Task:
Reproduce the data below exactly. Skip the pictures.

Data to use:

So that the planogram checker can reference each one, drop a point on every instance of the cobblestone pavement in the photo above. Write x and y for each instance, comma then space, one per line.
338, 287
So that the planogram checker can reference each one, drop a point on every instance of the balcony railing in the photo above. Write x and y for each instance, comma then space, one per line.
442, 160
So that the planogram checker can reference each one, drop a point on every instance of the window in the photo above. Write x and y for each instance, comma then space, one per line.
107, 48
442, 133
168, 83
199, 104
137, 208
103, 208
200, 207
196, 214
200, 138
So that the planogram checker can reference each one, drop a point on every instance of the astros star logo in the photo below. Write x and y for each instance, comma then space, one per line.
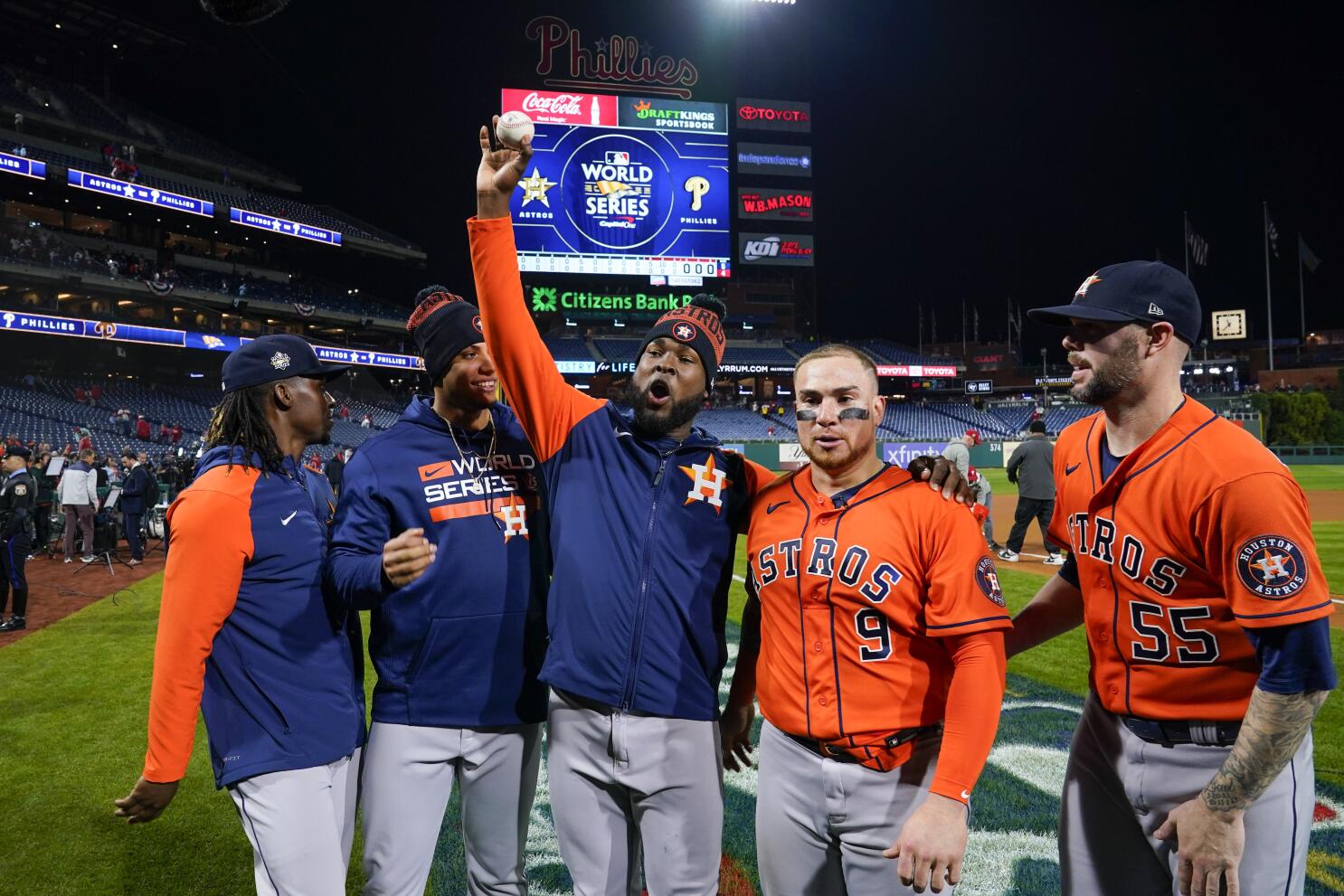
514, 516
707, 484
1273, 566
535, 188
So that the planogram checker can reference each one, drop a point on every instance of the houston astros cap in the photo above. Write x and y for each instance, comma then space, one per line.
274, 357
1131, 292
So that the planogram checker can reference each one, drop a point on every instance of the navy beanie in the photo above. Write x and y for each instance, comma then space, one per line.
442, 325
699, 325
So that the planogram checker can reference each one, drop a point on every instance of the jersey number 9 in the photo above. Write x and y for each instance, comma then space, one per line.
873, 627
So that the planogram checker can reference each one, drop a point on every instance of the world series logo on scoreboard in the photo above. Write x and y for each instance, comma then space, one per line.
646, 198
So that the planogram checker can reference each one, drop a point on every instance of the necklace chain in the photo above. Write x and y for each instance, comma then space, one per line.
480, 467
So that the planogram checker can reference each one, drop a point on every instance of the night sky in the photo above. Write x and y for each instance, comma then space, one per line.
962, 151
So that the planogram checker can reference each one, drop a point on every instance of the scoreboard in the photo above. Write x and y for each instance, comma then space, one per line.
622, 185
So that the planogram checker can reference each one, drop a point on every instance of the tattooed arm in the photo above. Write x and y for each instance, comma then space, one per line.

Task solution:
So that the planogram checker can reference each one, drop a point on every instance of the cobblestone pavement in the photo above. Write x and y for each instance, comma then space, one per line.
338, 287
So that the planogram checker can reference each one, drop a point on every instance of the balcony railing in the photo above. Write x and y for each instance, comma then space, one per line.
442, 160
So that the planogram checker can reference each one, drop a point on every instance of the window in the photo above. Write x and y for each instance, comma then space, one per line.
107, 48
442, 133
168, 83
199, 104
137, 208
103, 208
200, 207
196, 214
200, 138
So that the planogram checker can reference each one, drop a point on every instance of the astros star logo in the photo below. Write x and y for each instance, comma then space, one per line.
514, 516
707, 484
1273, 566
535, 188
So that the planogram checker can reference each one, drop a point on every instance of the houston astros cap in the photo above. Write x and y for each instance, comma then space, one per line.
274, 357
1131, 292
So that the planogram checker can reference each one, drop a point on every instance of the navy beanie in the photo above. Write x and y for each instance, comma then space, one per line.
442, 325
699, 325
So that the planogram checker can reference each one, drop a point on every instance of the jersey number 9 in the photo above. Write x and y for each instance, comma then space, one per line.
873, 627
So that the planogram checker can reference each one, drop a point on every instance of the world series logo on scoreboard in the photo above. Write x and y for each instance, comma then space, one per line.
646, 198
So that the planogram checker can reference each one, drop a point on every instance of the necklace chain in the photo above. Write x and y for each instance, comma then space, one per line.
480, 467
So that the planogram checker can reference each one, drop a point on every instance of the night sky in the photo above. Write x and y for each instance, comma then space, one per line.
962, 151
So that the planogram checker can reference each one, drop a point on every instance of the scoreboard in the photo above. Write x and y for each instance, comma then space, one per line.
622, 185
So that the planogram checker can reference each one, drop a point on every instance of the tattooed arm in the photo above. Write x and y for each instance, comma then space, one per line.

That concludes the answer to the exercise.